Choosing a style and design

Choosing a style and design

Narratives are usually written in approachable middle or low styles because they nicely mimic the human voice through devices such as contractions and dialogue. Both styles are also comfortable with I, the point of view of many stories. A middle style may be perfect for reaching academic or professional audiences. But a low style, dipping into slang and unconventional speech, may sometimes feel more authentic to more general readers. It’s your choice.

Style is important because narratives get their energy and textures from sentence structures and vocabulary choices. Narratives require tight but expressive language — tight to keep the action moving, expressive to capture the gist of events. In a first draft, run with your ideas and don’t do much editing. Flesh out the story as you have designed it and then go back to see if it works technically: Characters should be introduced, locations identified and colored, events clearly explained and sequenced, key points made memorably and emphatically. You’ll need several drafts to get these key elements into shape.

Then look to your language and allow plenty of time to revise it. Begin with Chapter 34, “Vigorous, Clear, Economical Style.” Here are some options for your narrative.

Don’t hesitate to use first person — I. Most personal narratives are about the writer, so first-person pronouns are used without apology. (define your style) A narrative often must take readers where the I has been, and using the first-person pronoun helps make writing authentic. Consider online journalist Michael Yon’s explanation of why he reported on the Iraq War using I rather than a more objective third-person perspective:

I write in first person because I am actually there at the events I write about. When I write about the bombs exploding, or the smell of blood, or the bullets snapping by, and I say I, it’s because I was there. Yesterday a sniper shot at us, and seven of my neighbors were injured by a large bomb. These are my neighbors. These are soldiers. . . . I feel the fire from the explosions, and am lucky, very lucky, still to be alive. Everything here is first person.

# REQUIREMENT:
Print the section of the passage on narrative style that begins with the words containing "I write in first" and ends with "is first person.", with no changes.

# EXCERPTED RECORDS:
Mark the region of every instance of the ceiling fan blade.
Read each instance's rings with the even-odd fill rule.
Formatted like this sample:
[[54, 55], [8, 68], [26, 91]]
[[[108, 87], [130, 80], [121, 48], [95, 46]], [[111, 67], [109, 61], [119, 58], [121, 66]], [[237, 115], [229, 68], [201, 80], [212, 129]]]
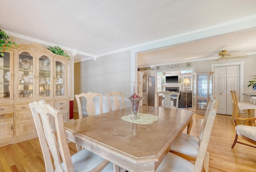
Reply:
[[246, 56], [247, 55], [247, 54], [230, 54], [230, 55], [229, 57], [244, 57], [245, 56]]
[[234, 53], [234, 52], [237, 52], [238, 51], [236, 51], [236, 50], [231, 50], [231, 51], [228, 51], [228, 53], [227, 53], [227, 54], [231, 54]]
[[224, 58], [223, 57], [219, 57], [218, 58], [217, 58], [217, 59], [215, 60], [214, 60], [214, 61], [219, 61], [220, 60], [220, 59], [221, 59], [222, 58]]

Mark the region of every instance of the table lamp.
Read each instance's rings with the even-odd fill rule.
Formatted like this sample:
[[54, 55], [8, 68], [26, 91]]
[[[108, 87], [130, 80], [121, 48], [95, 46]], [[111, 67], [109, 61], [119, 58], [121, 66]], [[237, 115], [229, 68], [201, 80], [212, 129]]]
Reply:
[[191, 83], [188, 78], [185, 78], [182, 83], [182, 84], [185, 84], [186, 86], [186, 108], [188, 108], [188, 106], [187, 106], [187, 85], [190, 84]]

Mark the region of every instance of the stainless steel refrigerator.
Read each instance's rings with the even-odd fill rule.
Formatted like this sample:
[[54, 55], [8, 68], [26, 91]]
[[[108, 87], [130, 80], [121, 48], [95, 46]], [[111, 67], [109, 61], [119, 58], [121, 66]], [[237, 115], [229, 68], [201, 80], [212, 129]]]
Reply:
[[142, 100], [143, 105], [155, 106], [155, 77], [144, 76], [142, 80]]

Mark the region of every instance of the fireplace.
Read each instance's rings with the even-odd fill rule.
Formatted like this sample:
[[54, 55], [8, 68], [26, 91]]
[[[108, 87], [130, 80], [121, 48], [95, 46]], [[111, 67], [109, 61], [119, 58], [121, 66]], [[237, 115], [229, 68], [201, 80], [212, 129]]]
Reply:
[[165, 90], [179, 92], [180, 92], [180, 87], [166, 87]]
[[181, 83], [161, 84], [161, 90], [163, 91], [169, 90], [179, 92], [180, 91], [182, 90], [182, 85]]

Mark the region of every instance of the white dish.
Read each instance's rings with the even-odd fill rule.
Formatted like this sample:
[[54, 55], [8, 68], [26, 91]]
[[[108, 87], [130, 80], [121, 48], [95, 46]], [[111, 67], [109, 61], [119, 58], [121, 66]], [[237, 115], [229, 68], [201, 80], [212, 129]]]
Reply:
[[4, 77], [7, 80], [10, 80], [10, 72], [7, 72], [4, 75]]

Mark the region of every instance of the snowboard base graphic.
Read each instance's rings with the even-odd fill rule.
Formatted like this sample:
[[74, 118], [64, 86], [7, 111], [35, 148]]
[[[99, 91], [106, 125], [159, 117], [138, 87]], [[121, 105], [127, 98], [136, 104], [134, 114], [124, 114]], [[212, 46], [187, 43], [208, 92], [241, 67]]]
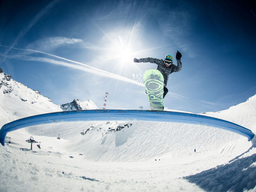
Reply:
[[163, 75], [157, 69], [148, 69], [143, 75], [143, 82], [151, 110], [163, 109], [164, 81]]

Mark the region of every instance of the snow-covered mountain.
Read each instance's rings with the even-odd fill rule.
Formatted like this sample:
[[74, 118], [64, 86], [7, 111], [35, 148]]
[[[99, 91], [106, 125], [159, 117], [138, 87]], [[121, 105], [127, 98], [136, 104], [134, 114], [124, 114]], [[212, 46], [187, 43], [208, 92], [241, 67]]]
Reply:
[[[3, 73], [0, 83], [2, 124], [62, 108], [95, 107], [90, 101], [75, 100], [61, 108]], [[202, 115], [255, 133], [255, 106], [256, 95], [226, 110]], [[34, 144], [29, 149], [25, 141], [31, 135], [40, 148]], [[204, 125], [114, 119], [63, 122], [20, 129], [6, 136], [5, 146], [0, 145], [1, 191], [256, 191], [256, 138], [248, 142]]]
[[94, 103], [91, 100], [88, 100], [85, 101], [81, 101], [78, 99], [74, 99], [71, 103], [61, 105], [60, 108], [63, 111], [99, 109]]
[[98, 108], [92, 101], [74, 100], [62, 105], [53, 103], [51, 99], [12, 79], [0, 68], [0, 126], [27, 116], [63, 110]]

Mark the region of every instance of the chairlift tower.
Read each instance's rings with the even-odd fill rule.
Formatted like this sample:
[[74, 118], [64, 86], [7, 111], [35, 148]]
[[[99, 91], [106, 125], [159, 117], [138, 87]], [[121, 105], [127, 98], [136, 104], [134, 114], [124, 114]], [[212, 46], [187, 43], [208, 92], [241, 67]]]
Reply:
[[107, 102], [107, 96], [108, 96], [108, 93], [107, 93], [106, 92], [106, 96], [104, 98], [104, 104], [103, 104], [103, 107], [102, 108], [102, 109], [106, 109], [106, 103]]
[[37, 141], [36, 141], [34, 140], [34, 138], [31, 136], [30, 137], [30, 139], [29, 139], [26, 141], [28, 143], [31, 143], [31, 150], [32, 150], [32, 144], [34, 143], [38, 143]]

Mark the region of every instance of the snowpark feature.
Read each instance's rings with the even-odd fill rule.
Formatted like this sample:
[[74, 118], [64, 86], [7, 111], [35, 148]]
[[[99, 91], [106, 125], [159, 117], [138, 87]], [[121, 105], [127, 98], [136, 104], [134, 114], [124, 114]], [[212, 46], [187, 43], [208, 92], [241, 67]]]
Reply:
[[[0, 127], [61, 110], [37, 91], [11, 79], [2, 81], [3, 74]], [[256, 95], [204, 115], [255, 133], [255, 106]], [[5, 146], [0, 145], [0, 191], [256, 191], [256, 137], [248, 142], [203, 124], [112, 120], [50, 123], [8, 133]], [[31, 135], [41, 148], [30, 149], [25, 140]]]
[[4, 146], [4, 139], [7, 133], [29, 126], [63, 122], [83, 120], [104, 121], [109, 119], [203, 124], [208, 126], [213, 126], [239, 134], [247, 137], [248, 141], [251, 140], [254, 136], [250, 130], [235, 124], [214, 117], [192, 113], [146, 110], [82, 110], [37, 115], [7, 124], [0, 129], [0, 142]]

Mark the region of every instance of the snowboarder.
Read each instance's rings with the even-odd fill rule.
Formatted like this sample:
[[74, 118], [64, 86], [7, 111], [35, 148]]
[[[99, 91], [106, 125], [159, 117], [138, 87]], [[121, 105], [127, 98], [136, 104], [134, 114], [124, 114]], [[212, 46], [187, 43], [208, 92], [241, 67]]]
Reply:
[[157, 65], [157, 69], [164, 76], [164, 95], [163, 98], [168, 92], [168, 89], [166, 88], [168, 76], [169, 75], [173, 72], [178, 72], [181, 70], [181, 62], [180, 58], [181, 54], [178, 51], [176, 53], [176, 60], [177, 60], [177, 66], [173, 64], [173, 58], [171, 55], [167, 55], [165, 56], [164, 59], [160, 60], [154, 58], [143, 58], [138, 59], [136, 58], [133, 59], [133, 61], [135, 63], [147, 63], [149, 62], [152, 63], [156, 63]]

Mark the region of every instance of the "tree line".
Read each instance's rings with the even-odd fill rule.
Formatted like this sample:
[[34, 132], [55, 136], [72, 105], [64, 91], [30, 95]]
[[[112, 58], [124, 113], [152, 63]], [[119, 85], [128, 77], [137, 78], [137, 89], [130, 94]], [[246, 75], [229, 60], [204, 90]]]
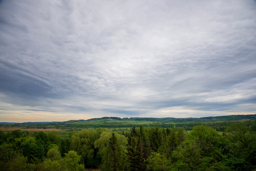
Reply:
[[253, 170], [256, 121], [235, 123], [222, 134], [207, 125], [99, 128], [55, 132], [0, 132], [2, 170]]

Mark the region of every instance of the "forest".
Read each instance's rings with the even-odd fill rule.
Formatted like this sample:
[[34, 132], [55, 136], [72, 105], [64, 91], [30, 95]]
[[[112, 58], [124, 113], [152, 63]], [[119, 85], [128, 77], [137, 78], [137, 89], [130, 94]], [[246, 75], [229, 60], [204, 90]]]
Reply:
[[256, 120], [127, 131], [0, 131], [2, 170], [255, 170]]

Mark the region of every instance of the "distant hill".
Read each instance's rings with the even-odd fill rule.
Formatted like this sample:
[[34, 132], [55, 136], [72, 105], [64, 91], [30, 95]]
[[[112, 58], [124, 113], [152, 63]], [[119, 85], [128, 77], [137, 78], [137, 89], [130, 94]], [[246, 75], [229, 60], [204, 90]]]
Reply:
[[1, 124], [43, 124], [50, 123], [63, 123], [63, 124], [88, 124], [95, 123], [137, 123], [140, 121], [153, 122], [161, 123], [207, 123], [207, 122], [218, 122], [225, 121], [238, 121], [246, 120], [256, 120], [256, 114], [254, 115], [227, 115], [220, 116], [210, 116], [202, 117], [199, 118], [188, 117], [188, 118], [174, 118], [174, 117], [103, 117], [100, 118], [92, 118], [88, 120], [71, 120], [63, 122], [52, 121], [52, 122], [26, 122], [22, 123], [0, 123]]
[[227, 115], [220, 116], [210, 116], [202, 117], [187, 117], [187, 118], [174, 118], [174, 117], [103, 117], [100, 118], [92, 118], [88, 120], [70, 120], [64, 123], [79, 123], [79, 122], [104, 122], [110, 121], [154, 121], [160, 123], [205, 123], [224, 121], [235, 121], [242, 120], [256, 119], [256, 114], [254, 115]]

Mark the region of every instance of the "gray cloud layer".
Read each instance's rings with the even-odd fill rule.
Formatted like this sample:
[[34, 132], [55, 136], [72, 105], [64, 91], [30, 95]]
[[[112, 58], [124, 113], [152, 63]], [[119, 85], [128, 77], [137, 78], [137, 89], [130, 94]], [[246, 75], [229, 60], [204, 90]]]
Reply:
[[0, 26], [3, 121], [255, 112], [253, 1], [3, 1]]

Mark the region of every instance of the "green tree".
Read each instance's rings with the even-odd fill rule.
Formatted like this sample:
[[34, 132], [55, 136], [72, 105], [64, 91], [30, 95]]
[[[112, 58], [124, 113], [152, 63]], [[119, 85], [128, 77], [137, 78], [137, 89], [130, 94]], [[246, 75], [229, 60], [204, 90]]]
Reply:
[[227, 169], [212, 157], [203, 157], [195, 140], [187, 140], [173, 151], [171, 170], [225, 170]]
[[147, 163], [147, 170], [154, 171], [168, 170], [168, 168], [166, 165], [167, 161], [164, 156], [153, 152], [146, 160]]
[[149, 134], [150, 142], [151, 143], [151, 149], [154, 152], [157, 152], [159, 148], [160, 147], [162, 141], [162, 132], [159, 127], [156, 125], [152, 127], [150, 131]]
[[127, 146], [128, 160], [132, 170], [139, 170], [140, 167], [140, 152], [138, 148], [138, 137], [133, 136]]
[[74, 150], [70, 150], [68, 153], [66, 153], [64, 164], [67, 170], [84, 170], [84, 166], [79, 164], [80, 157]]
[[94, 157], [95, 141], [95, 133], [88, 129], [83, 129], [72, 136], [70, 148], [81, 156], [81, 161], [84, 165], [88, 158]]
[[59, 150], [59, 147], [56, 145], [50, 148], [48, 150], [47, 156], [47, 158], [50, 158], [52, 161], [60, 160], [61, 154]]
[[189, 138], [196, 141], [203, 156], [213, 157], [218, 161], [223, 160], [224, 144], [216, 130], [206, 126], [197, 125], [193, 127]]

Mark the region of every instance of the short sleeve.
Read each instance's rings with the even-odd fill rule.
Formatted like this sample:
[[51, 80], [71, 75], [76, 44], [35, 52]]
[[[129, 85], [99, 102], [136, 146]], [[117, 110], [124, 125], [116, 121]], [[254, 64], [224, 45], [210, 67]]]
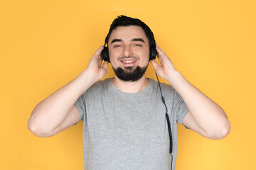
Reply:
[[[78, 110], [80, 115], [80, 118], [79, 120], [79, 121], [82, 120], [85, 118], [85, 108], [86, 108], [86, 106], [85, 106], [85, 93], [82, 94], [78, 98], [78, 100], [75, 101], [75, 106], [77, 108], [77, 109]], [[78, 122], [79, 122], [78, 121]], [[75, 125], [76, 125], [77, 123], [75, 123]]]
[[176, 122], [187, 128], [182, 122], [189, 110], [184, 101], [175, 89], [174, 89], [174, 114], [176, 115]]

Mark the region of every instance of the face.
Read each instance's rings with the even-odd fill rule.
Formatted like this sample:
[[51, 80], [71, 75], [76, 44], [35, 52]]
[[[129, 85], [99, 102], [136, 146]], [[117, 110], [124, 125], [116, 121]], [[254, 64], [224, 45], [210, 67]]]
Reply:
[[110, 60], [118, 78], [134, 81], [144, 74], [149, 64], [149, 45], [140, 26], [119, 26], [108, 41]]

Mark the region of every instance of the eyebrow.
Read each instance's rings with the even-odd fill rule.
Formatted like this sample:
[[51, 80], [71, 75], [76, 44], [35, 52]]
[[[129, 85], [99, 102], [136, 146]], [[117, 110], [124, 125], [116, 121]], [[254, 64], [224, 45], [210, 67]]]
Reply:
[[[122, 39], [114, 39], [111, 41], [111, 44], [114, 43], [114, 42], [122, 42]], [[145, 43], [145, 41], [142, 38], [134, 38], [132, 41], [140, 41]]]

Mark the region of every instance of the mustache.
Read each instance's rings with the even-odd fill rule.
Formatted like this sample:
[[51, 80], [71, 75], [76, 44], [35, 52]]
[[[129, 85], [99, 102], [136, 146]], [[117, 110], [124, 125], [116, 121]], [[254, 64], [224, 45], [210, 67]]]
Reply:
[[120, 61], [122, 60], [124, 60], [124, 59], [134, 59], [134, 60], [139, 60], [139, 57], [135, 57], [135, 56], [128, 56], [128, 57], [118, 57], [118, 60]]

# COMPLETED TASK:
I write in first person because I am actually there at the events I write about. When I write about the bombs exploding, or the smell of blood, or the bullets snapping by, and I say I, it’s because I was there. Yesterday a sniper shot at us, and seven of my neighbors were injured by a large bomb. These are my neighbors. These are soldiers. . . . I feel the fire from the explosions, and am lucky, very lucky, still to be alive. Everything here is first person.